**EXERCISE**
Copy the part of the knife-care guide that opens with the words containing "As a good chef" and closes with "fracture or chip.", keeping its wording unchanged.
╭─ EXTRACT
How to care for a Japanese Knife
Japanese knives are highly sought after by chefs around the globe and are prized for their sharpness and design. While many types of chef knives are made in Japan today, the term “Japanese knife” is generally reserved for high-carbon steel knives closely linked to samurai swords and still often produced by hand.
Knives made of high-carbon steel, more often referred to as "carbon steel", are preferred by professional chefs over stainless-steel blades. They can be sharpened into finer edges, keep an edge much longer, and some say they can even improve the flavor of your food. Unfortunately, those benefits come with a trade-off; carbon-steel knifes are more prone to color change and rust.
As a good chef knife is perhaps the single most important piece of equipment in any kitchen, and a Japanese knife can often be a pricy investment, it is important to learn how to properly care for and maintain a knife so it can help you create magic in the kitchen for years to come.
Guide For Knife Use
Do not cut through bones, frozen foods, coconuts or extremely dense items.
Always cut with a smooth action and never twist the blade. Sideways pressure may cause the blade to fracture or chip.
Don't cut directly on hard surfaces such as a bench-top, stainless steel sink, plate or chopping boards made from glass, ceramic, bamboo, corian and other hard substances. A wooden chopping board or soft plastic chopping board is best.
╰─
╭─ GIVEN DATA
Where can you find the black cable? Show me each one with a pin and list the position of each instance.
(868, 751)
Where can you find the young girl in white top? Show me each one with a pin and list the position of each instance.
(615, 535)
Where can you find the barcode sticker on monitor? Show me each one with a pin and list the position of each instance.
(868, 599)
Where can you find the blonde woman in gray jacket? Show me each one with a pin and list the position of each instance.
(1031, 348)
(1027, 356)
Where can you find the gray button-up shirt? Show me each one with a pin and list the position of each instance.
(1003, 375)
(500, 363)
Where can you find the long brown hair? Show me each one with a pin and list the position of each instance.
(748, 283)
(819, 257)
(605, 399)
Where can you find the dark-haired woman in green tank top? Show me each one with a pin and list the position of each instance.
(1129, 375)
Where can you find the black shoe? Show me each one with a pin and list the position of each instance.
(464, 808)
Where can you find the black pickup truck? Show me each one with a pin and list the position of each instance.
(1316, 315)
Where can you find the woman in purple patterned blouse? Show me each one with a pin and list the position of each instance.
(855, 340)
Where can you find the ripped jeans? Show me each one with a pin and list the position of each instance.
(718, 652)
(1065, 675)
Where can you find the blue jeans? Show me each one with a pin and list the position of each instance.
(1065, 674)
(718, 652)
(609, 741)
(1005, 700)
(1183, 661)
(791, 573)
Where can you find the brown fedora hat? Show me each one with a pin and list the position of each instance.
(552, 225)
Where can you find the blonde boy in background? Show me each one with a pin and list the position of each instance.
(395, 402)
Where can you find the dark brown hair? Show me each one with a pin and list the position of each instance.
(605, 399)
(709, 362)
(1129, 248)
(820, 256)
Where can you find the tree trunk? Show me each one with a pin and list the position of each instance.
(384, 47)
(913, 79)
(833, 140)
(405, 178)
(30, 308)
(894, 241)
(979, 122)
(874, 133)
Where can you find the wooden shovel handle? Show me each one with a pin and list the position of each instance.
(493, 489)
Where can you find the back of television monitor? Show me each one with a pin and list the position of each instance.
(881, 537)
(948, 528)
╰─
**SOLUTION BELOW**
As a good chef knife is perhaps the single most important piece of equipment in any kitchen, and a Japanese knife can often be a pricy investment, it is important to learn how to properly care for and maintain a knife so it can help you create magic in the kitchen for years to come.
Guide For Knife Use
Do not cut through bones, frozen foods, coconuts or extremely dense items.
Always cut with a smooth action and never twist the blade. Sideways pressure may cause the blade to fracture or chip.